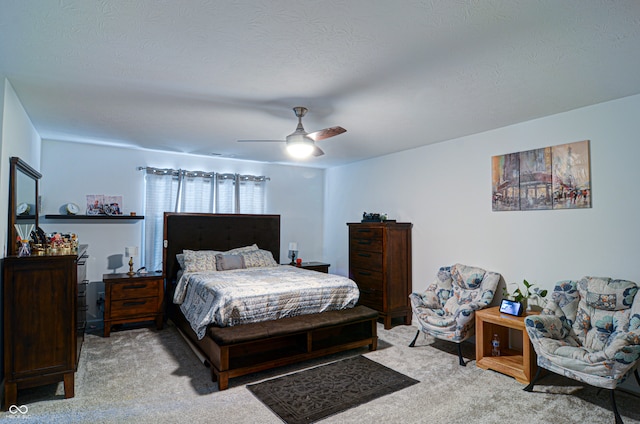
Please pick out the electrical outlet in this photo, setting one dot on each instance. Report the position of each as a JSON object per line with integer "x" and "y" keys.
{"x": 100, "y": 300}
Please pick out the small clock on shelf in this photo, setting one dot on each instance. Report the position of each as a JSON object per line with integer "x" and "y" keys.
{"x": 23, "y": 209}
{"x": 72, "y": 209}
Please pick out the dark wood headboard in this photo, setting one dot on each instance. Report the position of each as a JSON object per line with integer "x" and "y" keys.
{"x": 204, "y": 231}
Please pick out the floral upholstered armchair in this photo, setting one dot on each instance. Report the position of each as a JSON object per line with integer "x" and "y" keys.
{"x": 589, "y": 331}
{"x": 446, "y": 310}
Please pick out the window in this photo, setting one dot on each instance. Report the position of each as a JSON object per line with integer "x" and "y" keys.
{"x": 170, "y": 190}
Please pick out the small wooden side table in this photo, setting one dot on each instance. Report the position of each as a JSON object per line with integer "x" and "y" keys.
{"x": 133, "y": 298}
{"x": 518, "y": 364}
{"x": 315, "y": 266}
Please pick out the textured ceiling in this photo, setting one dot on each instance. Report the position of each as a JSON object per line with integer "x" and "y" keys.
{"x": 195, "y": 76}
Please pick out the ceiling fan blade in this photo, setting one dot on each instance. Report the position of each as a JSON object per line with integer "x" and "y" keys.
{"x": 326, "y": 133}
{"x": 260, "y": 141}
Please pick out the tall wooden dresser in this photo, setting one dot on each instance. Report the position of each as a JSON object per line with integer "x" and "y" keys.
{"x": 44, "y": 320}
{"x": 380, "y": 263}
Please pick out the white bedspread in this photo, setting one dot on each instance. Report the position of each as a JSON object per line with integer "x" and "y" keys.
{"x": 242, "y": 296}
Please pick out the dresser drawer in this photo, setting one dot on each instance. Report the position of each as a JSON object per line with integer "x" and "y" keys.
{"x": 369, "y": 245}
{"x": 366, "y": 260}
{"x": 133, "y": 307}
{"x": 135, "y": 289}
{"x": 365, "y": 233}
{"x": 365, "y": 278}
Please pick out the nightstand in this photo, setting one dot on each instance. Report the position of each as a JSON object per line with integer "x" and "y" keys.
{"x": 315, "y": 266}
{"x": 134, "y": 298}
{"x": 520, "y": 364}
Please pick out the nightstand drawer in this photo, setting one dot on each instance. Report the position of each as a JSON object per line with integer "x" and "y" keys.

########################################

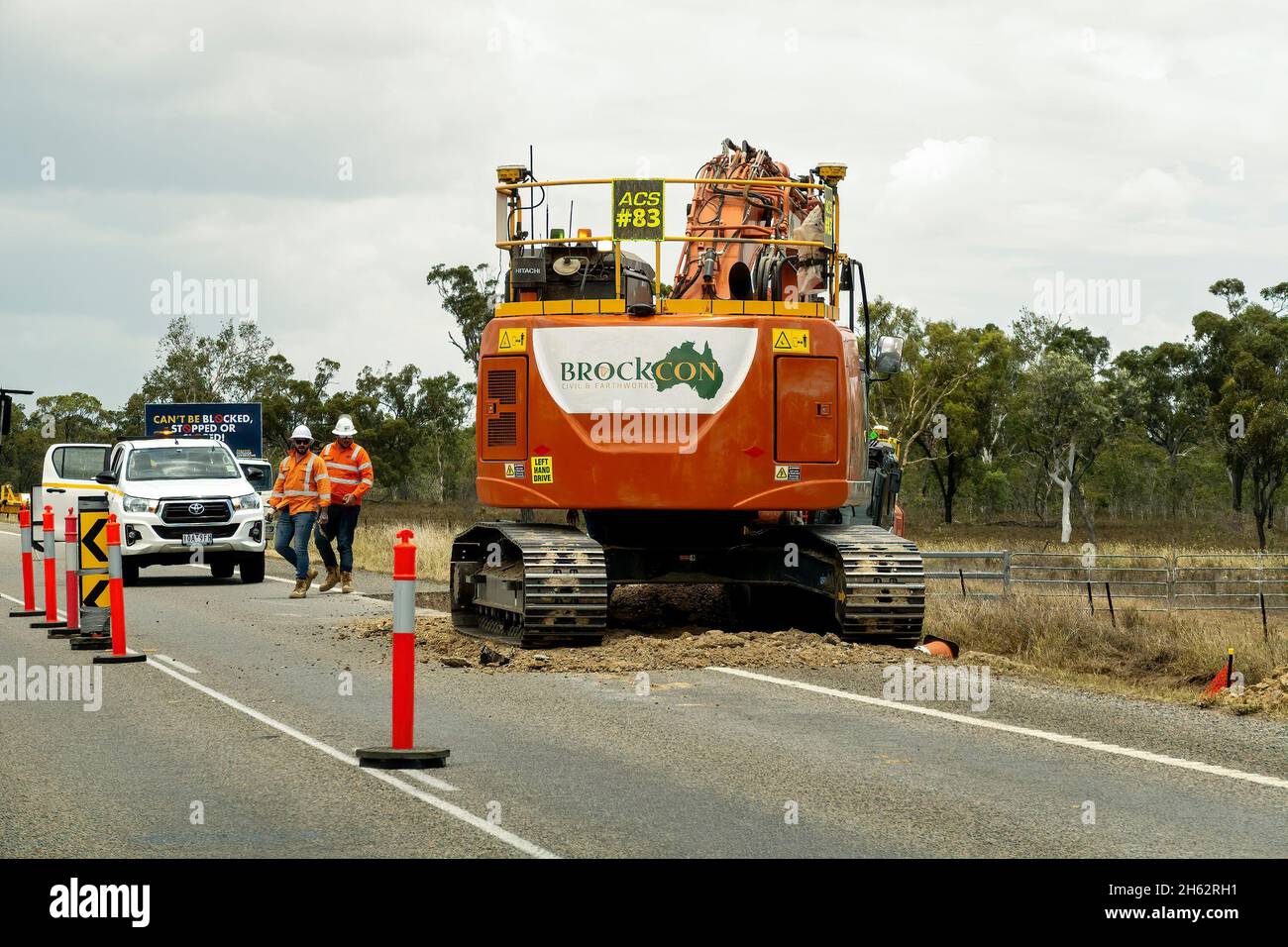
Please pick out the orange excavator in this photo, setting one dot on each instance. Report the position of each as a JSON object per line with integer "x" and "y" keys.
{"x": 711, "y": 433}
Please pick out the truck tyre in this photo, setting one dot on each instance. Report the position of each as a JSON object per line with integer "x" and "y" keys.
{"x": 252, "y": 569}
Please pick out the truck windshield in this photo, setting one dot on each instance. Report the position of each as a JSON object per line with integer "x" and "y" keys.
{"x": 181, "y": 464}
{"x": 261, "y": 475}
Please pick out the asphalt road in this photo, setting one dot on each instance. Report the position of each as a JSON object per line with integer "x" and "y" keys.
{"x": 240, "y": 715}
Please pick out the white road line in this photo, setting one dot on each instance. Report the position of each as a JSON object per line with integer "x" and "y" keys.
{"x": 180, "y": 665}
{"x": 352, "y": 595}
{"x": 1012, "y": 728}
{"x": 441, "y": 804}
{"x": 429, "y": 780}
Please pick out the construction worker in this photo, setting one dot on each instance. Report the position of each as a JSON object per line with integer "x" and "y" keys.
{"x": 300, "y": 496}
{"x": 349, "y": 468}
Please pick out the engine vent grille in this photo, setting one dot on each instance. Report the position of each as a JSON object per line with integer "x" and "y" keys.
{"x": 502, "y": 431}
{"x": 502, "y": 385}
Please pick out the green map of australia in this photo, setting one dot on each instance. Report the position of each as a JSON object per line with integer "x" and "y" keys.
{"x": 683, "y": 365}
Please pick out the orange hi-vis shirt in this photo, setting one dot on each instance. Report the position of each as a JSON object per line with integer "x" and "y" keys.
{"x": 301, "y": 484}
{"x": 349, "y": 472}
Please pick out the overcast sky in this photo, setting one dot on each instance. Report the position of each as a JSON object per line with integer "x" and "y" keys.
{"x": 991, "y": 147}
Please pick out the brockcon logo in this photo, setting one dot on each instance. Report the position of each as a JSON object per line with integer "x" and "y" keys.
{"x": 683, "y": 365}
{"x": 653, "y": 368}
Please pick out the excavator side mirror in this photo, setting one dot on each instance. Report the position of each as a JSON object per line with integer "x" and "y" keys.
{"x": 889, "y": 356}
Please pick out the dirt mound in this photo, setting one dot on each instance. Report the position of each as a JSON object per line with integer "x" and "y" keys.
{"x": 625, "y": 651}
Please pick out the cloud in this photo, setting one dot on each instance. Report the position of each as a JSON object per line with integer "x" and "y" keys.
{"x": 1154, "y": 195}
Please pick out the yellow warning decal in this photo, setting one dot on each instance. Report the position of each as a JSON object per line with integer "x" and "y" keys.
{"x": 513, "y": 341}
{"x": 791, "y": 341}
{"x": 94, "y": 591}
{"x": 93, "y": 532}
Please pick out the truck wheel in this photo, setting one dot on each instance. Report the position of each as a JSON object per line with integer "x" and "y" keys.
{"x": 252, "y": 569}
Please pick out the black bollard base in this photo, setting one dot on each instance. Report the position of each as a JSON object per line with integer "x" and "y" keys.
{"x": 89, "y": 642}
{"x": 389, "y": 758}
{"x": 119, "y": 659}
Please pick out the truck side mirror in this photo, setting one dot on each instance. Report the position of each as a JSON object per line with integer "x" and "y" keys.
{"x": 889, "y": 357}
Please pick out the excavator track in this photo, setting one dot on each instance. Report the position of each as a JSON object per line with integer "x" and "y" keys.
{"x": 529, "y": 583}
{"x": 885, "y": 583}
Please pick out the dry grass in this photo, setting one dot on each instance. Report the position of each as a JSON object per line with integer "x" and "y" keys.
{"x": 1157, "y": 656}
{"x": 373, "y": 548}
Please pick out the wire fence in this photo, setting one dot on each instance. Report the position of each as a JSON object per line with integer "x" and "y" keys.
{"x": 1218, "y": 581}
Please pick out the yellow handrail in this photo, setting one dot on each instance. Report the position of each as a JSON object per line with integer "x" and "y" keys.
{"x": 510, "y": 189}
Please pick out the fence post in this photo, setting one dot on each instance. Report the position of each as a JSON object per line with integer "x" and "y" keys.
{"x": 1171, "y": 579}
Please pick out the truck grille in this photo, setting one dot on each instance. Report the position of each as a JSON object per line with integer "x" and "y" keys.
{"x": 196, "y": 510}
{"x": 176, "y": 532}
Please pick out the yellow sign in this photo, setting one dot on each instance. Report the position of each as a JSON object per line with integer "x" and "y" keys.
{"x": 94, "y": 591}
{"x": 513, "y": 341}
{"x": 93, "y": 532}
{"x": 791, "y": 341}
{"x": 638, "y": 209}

########################################

== Exercise description ==
Pull out every line of the data above that contains the word "road", matching case exactly.

== Finished exercise ==
Please pick out the asphalt road in this photo, setting one dot on each instance. Report the position of each as a JSON object per line with integer "x" and "y" keys.
Please pick out the white road line in this photo, setting one dot on each instance. Report the position of each as a JSON object per line with integer "x" and "y" keys.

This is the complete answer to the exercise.